The text follows. A read-through will clearly demonstrate why this does NOT belong in a Wikipedia article:

This gem is adored by some and hated by others. The fault line lies somewhere along the popular sentiment vs intellectual split. The movie was panned by the critics, but the public loved it. At the same time, Crawford is majestic in some scenes and weary or skeletal in others, to the extent we expect a tragic end without knowing why. The film has a moral core wrapped in a fig leaf of feminism and plenty of action, or the reverse. It’s a rags-to-riches tale with a fall at the end, which isn’t fatal. And this is a woman’s picture, not in any sense a chick flick. The lighting may be questioned. The camera work is dubious. But the story is all. Here is what the movie is about under its fairy tale surface.

For a start, it’s a restatement of Ida Lupino in The Hard Way (1943), also directed by Vincent Sherman. The Hard Way shows Lupino exploiting her sister’s musical talent to escape a small town's dismal future. You do what you have to do.

**Your instructions**
Reproduce the part of the film review starting with "This gem is" and going on through "fairy tale surface.", word for word.

**Supplied entries**
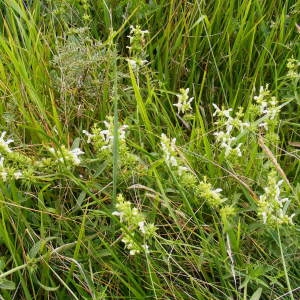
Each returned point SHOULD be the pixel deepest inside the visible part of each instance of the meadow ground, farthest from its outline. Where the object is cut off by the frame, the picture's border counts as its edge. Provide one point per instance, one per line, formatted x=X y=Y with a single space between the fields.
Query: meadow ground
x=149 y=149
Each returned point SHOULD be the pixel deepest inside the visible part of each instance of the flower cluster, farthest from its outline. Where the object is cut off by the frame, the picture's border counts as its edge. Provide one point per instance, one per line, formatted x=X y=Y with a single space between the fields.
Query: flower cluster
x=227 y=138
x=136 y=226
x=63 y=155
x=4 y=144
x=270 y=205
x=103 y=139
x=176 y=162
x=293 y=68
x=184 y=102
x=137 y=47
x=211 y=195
* * *
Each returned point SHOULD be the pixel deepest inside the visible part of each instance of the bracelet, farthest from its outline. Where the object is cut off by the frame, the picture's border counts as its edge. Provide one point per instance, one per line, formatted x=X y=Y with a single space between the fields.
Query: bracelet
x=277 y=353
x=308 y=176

**Exercise answer**
This gem is adored by some and hated by others. The fault line lies somewhere along the popular sentiment vs intellectual split. The movie was panned by the critics, but the public loved it. At the same time, Crawford is majestic in some scenes and weary or skeletal in others, to the extent we expect a tragic end without knowing why. The film has a moral core wrapped in a fig leaf of feminism and plenty of action, or the reverse. It’s a rags-to-riches tale with a fall at the end, which isn’t fatal. And this is a woman’s picture, not in any sense a chick flick. The lighting may be questioned. The camera work is dubious. But the story is all. Here is what the movie is about under its fairy tale surface.